WHAT IS EXPECTED:
Collect every line of the items below that contains the word "tree", matching case exactly.

ENTRIES PROVIDED:
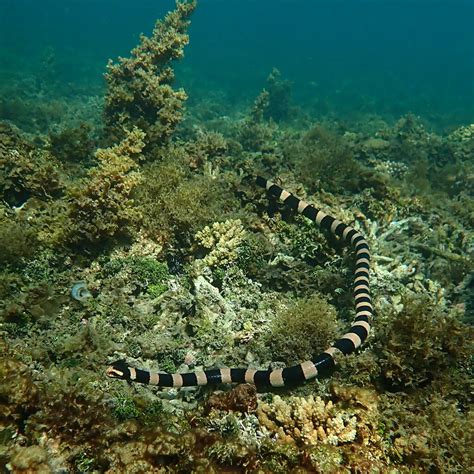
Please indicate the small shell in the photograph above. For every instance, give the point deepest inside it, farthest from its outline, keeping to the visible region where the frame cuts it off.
(80, 292)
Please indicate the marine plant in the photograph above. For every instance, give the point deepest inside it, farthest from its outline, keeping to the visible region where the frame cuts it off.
(100, 205)
(139, 88)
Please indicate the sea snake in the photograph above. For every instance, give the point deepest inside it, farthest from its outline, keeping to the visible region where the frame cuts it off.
(321, 364)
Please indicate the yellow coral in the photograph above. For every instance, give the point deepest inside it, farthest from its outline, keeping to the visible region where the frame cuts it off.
(307, 420)
(223, 240)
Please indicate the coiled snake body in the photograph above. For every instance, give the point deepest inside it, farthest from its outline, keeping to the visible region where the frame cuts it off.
(321, 364)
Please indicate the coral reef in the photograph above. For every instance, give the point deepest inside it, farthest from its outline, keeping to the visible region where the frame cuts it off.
(185, 266)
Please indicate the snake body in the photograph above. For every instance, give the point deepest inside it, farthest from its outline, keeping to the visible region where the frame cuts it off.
(321, 364)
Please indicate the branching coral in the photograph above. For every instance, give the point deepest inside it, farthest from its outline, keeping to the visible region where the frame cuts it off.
(139, 91)
(26, 171)
(101, 205)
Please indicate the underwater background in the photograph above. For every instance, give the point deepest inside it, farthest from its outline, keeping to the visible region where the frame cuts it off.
(128, 230)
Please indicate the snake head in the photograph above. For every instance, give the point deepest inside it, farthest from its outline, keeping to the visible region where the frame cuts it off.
(118, 370)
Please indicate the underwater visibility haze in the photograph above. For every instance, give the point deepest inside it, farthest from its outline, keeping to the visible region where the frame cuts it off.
(236, 236)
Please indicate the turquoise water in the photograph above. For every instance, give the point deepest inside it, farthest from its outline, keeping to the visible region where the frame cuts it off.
(383, 57)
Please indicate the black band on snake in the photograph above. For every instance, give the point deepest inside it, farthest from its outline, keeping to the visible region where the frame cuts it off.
(321, 364)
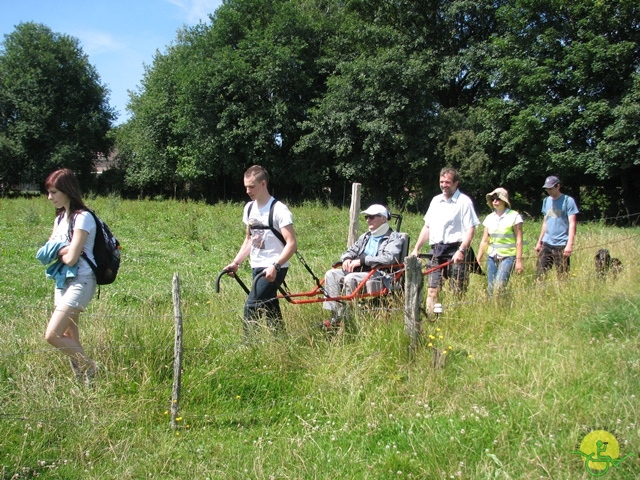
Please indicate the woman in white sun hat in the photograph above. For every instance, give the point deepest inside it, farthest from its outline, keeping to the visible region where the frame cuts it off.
(502, 240)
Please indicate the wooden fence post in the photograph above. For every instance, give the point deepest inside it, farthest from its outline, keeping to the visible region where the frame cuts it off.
(413, 285)
(177, 355)
(354, 212)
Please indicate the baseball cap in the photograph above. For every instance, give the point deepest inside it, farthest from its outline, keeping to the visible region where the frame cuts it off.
(376, 209)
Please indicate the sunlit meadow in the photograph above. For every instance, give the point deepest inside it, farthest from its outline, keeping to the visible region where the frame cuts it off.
(526, 376)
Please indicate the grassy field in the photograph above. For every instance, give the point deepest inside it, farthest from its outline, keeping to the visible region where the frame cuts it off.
(526, 379)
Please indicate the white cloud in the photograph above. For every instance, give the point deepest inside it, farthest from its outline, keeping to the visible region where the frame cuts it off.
(196, 10)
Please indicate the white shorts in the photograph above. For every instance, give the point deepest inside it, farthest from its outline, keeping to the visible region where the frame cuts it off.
(77, 292)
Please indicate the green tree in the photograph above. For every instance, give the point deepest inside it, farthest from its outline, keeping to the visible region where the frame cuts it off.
(53, 109)
(564, 92)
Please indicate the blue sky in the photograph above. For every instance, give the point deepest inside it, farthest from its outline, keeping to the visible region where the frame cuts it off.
(119, 36)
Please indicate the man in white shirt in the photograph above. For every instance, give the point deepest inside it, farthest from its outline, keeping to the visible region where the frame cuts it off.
(270, 242)
(449, 225)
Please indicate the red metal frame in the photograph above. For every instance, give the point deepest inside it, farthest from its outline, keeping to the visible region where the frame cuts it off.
(317, 295)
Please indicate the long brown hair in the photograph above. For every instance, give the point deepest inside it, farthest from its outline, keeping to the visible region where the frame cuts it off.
(65, 181)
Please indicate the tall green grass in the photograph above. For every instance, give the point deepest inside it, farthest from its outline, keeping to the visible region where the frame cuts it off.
(528, 375)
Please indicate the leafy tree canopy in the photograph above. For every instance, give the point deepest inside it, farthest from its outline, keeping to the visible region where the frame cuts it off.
(53, 109)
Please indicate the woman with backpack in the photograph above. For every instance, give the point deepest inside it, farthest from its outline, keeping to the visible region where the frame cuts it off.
(74, 232)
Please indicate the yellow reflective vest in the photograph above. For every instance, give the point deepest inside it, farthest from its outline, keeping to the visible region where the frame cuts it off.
(502, 240)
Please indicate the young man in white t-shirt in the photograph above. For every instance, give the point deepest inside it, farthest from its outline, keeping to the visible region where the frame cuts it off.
(270, 242)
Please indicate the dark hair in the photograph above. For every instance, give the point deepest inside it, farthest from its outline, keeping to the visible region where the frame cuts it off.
(260, 173)
(452, 171)
(65, 181)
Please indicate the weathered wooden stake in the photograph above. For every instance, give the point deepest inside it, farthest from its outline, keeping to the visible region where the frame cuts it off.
(413, 283)
(177, 355)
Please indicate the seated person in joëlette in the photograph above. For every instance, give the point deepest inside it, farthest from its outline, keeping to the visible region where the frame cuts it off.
(380, 245)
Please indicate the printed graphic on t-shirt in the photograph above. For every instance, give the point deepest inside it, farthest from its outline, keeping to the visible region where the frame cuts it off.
(257, 233)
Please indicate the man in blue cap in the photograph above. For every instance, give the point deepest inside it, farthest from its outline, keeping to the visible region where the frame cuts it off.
(558, 232)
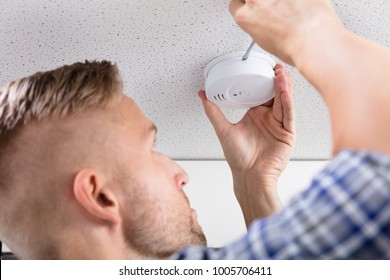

ANSWER FOR THIS EXERCISE:
Please indicate the green tree in the photograph above. For every instance, give the point deepest inside it, farthest from its outline, keeping to the visible region where the frame cuts it off.
Please indicate the leafy tree canopy in the photograph above. For every instance, give the point deepest inside it, farthest from its outline, keeping to the visible region where the frame cuts it off.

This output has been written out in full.